* BEGIN Extract *
Dutch actress (born 1992)

Hanna van Vliet (born 6 June 1992) is a Dutch actress. She received international acclaim for her role as Anne Verbeek in the Anne+ productions. In 2022, she received the Shooting Stars Award at the Berlinale as one of the ten most promising European film actors.

== Biography ==
Van Vliet started acting at the age of six and played her entire youth at Het Jeugdtheaterhuis Gouda. In 2014, she graduated from the Amsterdam Theater & Kleinkunstacademie. That same year she played the lead role in a Pippi Longstocking musical and in 2015, she played the lead role in a musical based on the book The Twins, for which she received a Musical Award nomination for best female lead in a major musical. In 2018, she was nominated again for a Musical Award for Best Supporting Actor for her role in Fiddler on the Roof.
In 2017, she appeared on the silver screen with the role of Winnie in the film Ron Goossens, Low Budget Stuntman.
* END Extract *
* BEGIN Supplied records *
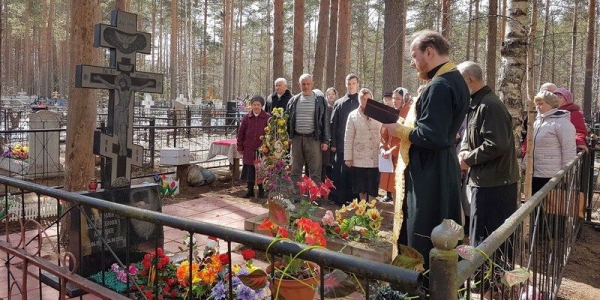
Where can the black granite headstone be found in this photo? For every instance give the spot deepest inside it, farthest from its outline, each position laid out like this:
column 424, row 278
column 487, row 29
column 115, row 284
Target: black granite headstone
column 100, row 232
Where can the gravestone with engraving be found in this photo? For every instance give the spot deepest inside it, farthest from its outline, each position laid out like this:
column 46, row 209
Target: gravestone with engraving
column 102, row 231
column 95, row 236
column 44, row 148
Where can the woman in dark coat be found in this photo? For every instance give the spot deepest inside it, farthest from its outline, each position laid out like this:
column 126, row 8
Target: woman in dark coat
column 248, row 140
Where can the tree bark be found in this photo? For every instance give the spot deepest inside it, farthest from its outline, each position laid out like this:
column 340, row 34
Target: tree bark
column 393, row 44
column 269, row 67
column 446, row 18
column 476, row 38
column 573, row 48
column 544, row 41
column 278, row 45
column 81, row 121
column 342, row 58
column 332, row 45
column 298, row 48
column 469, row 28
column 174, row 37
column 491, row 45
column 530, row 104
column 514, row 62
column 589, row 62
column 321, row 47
* END Supplied records *
Your task = Extend the biography of Hanna van Vliet from its final sentence, ignoring the data.

Task output =
From the beginning of 2017, Van Vliet was closely involved in the development of the Anne+ series, in which she plays the title role. The series premiered at the Netherlands Film Festival at the end of 2018 and had a second season which started on Tuesday, March 3, 2020, and from March 2021 is featured on streaming platform Netflix. Anne+ received a sequel in 2021 in the form of a feature film with a cinema release in the Netherlands and Belgium, and afterwards a release worldwide on Netflix. In 2020, Van Vliet was nominated for a Golden Calf for Best Actress in Television Drama at the Netherlands Film Festival for her role as Anne in the series. Since September 2020, Van Vliet has played the role of Gwen Winter in the television series SpangaS. In 2022, she won the Shooting Stars Award at the Berlinale as one of the 10 most promising European young talents.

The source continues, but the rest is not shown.